:: WORK INSTRUCTION ::
Your answer should be the full set of records, printed exactly as they stand.

____________________

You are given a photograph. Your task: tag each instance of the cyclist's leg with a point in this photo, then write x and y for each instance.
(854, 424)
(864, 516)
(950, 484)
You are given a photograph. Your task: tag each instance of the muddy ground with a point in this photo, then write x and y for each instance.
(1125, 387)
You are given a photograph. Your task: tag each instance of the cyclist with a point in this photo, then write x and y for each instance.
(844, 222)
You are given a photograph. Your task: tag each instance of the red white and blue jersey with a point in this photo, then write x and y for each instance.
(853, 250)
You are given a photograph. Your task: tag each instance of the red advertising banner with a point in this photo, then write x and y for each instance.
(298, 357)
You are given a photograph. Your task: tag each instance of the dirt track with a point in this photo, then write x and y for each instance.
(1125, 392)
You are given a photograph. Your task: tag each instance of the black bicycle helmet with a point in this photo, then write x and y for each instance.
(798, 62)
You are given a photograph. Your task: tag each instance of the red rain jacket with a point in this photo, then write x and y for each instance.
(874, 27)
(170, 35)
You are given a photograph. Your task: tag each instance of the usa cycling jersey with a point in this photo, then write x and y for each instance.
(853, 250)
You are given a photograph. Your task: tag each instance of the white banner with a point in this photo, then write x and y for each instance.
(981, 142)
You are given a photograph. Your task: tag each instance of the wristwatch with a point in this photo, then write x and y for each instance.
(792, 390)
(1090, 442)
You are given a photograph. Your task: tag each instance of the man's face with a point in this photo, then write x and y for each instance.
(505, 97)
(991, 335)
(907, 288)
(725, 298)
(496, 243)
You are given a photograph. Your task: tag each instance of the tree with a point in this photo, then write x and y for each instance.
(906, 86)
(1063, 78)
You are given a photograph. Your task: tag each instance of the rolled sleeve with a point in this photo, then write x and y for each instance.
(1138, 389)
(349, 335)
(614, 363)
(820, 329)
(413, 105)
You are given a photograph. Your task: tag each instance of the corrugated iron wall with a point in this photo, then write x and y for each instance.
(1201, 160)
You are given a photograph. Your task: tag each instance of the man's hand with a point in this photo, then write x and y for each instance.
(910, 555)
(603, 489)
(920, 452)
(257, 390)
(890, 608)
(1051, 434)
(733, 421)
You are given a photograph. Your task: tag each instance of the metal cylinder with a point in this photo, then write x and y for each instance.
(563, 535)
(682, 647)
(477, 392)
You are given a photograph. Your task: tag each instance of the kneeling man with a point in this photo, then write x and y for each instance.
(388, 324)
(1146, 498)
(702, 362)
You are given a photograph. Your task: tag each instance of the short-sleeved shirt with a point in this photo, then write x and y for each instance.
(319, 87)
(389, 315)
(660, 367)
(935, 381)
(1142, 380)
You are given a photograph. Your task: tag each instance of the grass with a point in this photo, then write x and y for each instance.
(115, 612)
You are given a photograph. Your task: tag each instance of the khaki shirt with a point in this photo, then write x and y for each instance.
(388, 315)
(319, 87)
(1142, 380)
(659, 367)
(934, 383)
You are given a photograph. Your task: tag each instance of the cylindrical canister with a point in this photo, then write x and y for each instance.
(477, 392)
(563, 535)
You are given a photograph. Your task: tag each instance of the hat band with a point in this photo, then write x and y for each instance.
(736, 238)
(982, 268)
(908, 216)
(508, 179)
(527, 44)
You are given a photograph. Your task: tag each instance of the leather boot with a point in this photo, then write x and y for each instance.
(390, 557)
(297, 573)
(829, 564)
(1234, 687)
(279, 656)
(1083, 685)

____________________

:: RESULT FOR THIS TASK ::
You are given a photograph. Your task: tag each instance of the cyclist's leg with a point in this photo, then write x and y for each instance.
(854, 424)
(864, 516)
(950, 484)
You are given a photograph. Your task: tag each instance of the muddy ground with a point in this photo, then write x and y for each instance.
(1125, 387)
You are given a photograph. Your task: tag each instance of the cyclist with a point in this photo, then write x and y for each instance.
(844, 222)
You are given a photograph. Your task: tag each instance of the red white and blue jersey with a point in this photo, then write x and y for each instance.
(853, 250)
You are given a photograph. Your task: tag each instance of the red advertising banner with a point in this photo, then write x and y for each instance.
(298, 357)
You are given a photograph. Your task: tag each instance of the dirt track with a point in this photo, then write x and y for each instance.
(1125, 392)
You are given a photograph. Your task: tag each instance of the black bicycle helmet with a point in this photo, then write x and y for each instance.
(798, 62)
You are given a photograph. Your task: tag each instance of the red rain jacket with a point in this photo, then write x and y for each instance.
(874, 27)
(170, 35)
You are given a photograph. Your task: tag each instance of the usa cycling jersey with a point in this photo, then write x and y for each instance.
(853, 250)
You are given a photograph. Your task: tag each instance of the white banner with a point in this photo, then write x and y for each instance.
(981, 142)
You are given a photograph. Your task: tag each instance of the wristwatch with a point in this photo, then write x and y for each instance.
(792, 390)
(1090, 442)
You are given a photograph. Your task: tag each instance of the man's face with a point in this photo, then write x and y for each instance.
(505, 97)
(991, 335)
(907, 288)
(725, 298)
(496, 243)
You are given a photograph. Your task: tag each instance of the tree with a point in this photo, then write x and y for each instance.
(906, 86)
(1063, 78)
You are given a photograph. Your task: tag each instance of the rolled sleeve with a point in this photo, then write x and y for each instance.
(1138, 389)
(349, 335)
(614, 363)
(820, 329)
(413, 105)
You are given a photograph. Your task: tag each instance of the corrugated iron wall with a point in this photo, then write x and y for each instance.
(1201, 160)
You are given a photograph. Your task: tag each instance of the man's hand with a point in this photo, then write x and y for each instance.
(910, 555)
(603, 489)
(920, 452)
(257, 390)
(890, 608)
(1051, 434)
(733, 421)
You are given a photograph. Your task: tag each instance of the metal cylinder with a point in this photo, then write x and y for each instance.
(563, 535)
(682, 647)
(477, 392)
You are given a photograph. Your task: tag each instance of the kneeling man with a point in this photo, then write x and y for each instance.
(388, 324)
(1146, 498)
(702, 362)
You are given a photograph. Your task: tag each instance of the short-sleeved shirt with a point in this photo, then write x and y for each instance.
(319, 87)
(389, 315)
(660, 367)
(935, 381)
(1142, 380)
You are given a photograph. Your task: tag each instance of the grass with a point in this photo, then write x and y for each instance.
(115, 612)
You are given a photograph. Your task: tag each instance of the khaki shirt with a point in this photo, then write x and y for each instance.
(388, 315)
(319, 87)
(1142, 380)
(659, 367)
(934, 383)
You are given a photograph. Your task: tag each instance of the cylindrical canister with a point in this photo, then write x and y for each instance.
(477, 392)
(563, 535)
You are given a photograph. Your task: tag each instance of the hat band with a point in this photo, then write x and y for each instance.
(736, 238)
(982, 268)
(908, 216)
(508, 179)
(527, 44)
You are given a photograph. Your task: tag each instance of the leather boot with a point in this photo, then write x and y for each instance.
(390, 557)
(297, 573)
(829, 564)
(1234, 687)
(279, 656)
(1083, 685)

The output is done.